▸ **What to do**:
For this exercise, repeat each entry exactly as written.

[Point localization data]
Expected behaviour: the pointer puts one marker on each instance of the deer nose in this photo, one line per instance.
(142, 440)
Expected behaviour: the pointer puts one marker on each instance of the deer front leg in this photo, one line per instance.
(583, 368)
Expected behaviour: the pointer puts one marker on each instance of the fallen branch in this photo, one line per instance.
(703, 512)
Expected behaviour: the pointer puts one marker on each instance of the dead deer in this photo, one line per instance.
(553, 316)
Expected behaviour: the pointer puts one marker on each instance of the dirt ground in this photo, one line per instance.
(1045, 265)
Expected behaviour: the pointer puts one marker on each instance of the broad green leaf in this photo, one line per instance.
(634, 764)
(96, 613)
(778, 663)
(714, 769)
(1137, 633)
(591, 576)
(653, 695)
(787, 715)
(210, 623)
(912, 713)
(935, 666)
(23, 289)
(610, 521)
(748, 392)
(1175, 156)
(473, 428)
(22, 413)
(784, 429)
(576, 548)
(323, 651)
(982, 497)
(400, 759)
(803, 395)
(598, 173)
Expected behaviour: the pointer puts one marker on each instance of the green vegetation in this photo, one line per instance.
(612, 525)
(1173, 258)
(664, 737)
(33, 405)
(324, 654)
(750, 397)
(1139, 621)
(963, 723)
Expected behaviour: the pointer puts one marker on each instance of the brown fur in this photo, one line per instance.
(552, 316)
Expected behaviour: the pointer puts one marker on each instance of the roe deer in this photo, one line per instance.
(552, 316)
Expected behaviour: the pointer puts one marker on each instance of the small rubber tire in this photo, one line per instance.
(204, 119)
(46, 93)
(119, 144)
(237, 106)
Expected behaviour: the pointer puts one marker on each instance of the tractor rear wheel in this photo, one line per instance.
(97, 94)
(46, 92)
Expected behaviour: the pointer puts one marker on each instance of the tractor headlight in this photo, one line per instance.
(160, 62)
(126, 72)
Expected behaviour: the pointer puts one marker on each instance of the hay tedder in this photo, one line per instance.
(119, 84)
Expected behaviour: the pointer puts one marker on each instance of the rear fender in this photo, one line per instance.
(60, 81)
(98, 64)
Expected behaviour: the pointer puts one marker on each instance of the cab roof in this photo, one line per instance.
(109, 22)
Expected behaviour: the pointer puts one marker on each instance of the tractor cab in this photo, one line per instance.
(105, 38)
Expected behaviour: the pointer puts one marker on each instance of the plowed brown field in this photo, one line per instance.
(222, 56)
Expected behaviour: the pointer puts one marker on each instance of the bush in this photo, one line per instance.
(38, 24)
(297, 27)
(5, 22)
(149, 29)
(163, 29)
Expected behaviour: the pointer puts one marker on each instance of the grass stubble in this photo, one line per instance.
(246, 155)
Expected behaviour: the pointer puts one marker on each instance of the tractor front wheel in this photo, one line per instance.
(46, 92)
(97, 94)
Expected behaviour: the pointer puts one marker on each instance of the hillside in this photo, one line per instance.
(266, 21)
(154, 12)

▸ **Answer to this exercise**:
Expected behaviour: the pointer puts one marker on each instance of the deer nose in this photo, one line per instance.
(142, 440)
Expected behaviour: the pointer puts one marker on each instance of the deer front leg in this photo, one line per instance.
(583, 368)
Expected behaviour: the pointer puts one marker on each instance of the fallen branch in this photo, one line per instance.
(703, 512)
Expected behaviour: the pointer puts one marker on each instance of the dead deer in this photo, one line per instance.
(553, 316)
Expected behaviour: the pointer puts one marker on each instance of the dirt ground in this photo, one line per instance.
(1045, 265)
Expected behaviour: the pointer puts one marker on each instance of the broad green leaf in this photo, one line per instance.
(634, 764)
(96, 613)
(778, 663)
(714, 769)
(1137, 633)
(591, 576)
(653, 695)
(787, 715)
(210, 623)
(912, 713)
(935, 666)
(23, 289)
(610, 521)
(748, 392)
(1175, 156)
(473, 428)
(22, 413)
(784, 429)
(576, 548)
(323, 651)
(982, 497)
(400, 759)
(803, 395)
(598, 173)
Expected behaviour: the pointer puts one marker on each instance of the green vegetation in this photo, one line per instance.
(612, 525)
(1173, 258)
(664, 737)
(33, 405)
(324, 654)
(750, 397)
(1139, 621)
(963, 723)
Expected behaviour: the pointer puts one marker on each instance of the brown fur in this photo, one line per instance.
(552, 316)
Expected behaviour: the pointer puts one marker on each instance of the roe deer in this photo, one line per instance.
(552, 316)
Expected behaviour: the pointer puts one marker on each instance of the small rubber tire in this photo, one line per instance.
(204, 119)
(46, 93)
(119, 144)
(237, 106)
Expected behaviour: the pointer puts one marker on each instance of the tractor rear wheel in this photo, one line per instance.
(97, 94)
(46, 92)
Expected behaviour: the pointer puts one marker on each instance of the tractor headlight in this photo, one line per instance.
(160, 62)
(126, 72)
Expected behaviour: the pointer puts one marker on each instance of the hay tedder in this photo, one line per instance.
(119, 84)
Expected behaviour: the pointer puts one marker on each instance of the rear fender in this photo, one line per instance.
(60, 81)
(98, 64)
Expected behaviour: the pointer puts one marker on each instance of the cab roof in this photo, one line per instance.
(109, 22)
Expected behaviour: the pointer puts one marker on each instance of the tractor cab in this photo, one line per instance.
(105, 38)
Expected behaviour: the pointer puts one marker on each instance of the plowed brown field in this photo, one line per instance.
(222, 56)
Expected behaviour: the pointer puts one marker on each instance of the bush in this photo, one line per instance.
(38, 24)
(297, 27)
(5, 22)
(149, 29)
(163, 29)
Expected behaviour: the pointer puts one marker on each instance of the grass stubble in this photo, one line per instance.
(246, 155)
Expected behaviour: the pointer puts one marker on each instance of the tractor front wheel in this photo, one line per instance.
(46, 92)
(97, 94)
Expected behaviour: the pointer puts one marker on each instance of the hillside in this photo, one line per instance.
(266, 21)
(154, 12)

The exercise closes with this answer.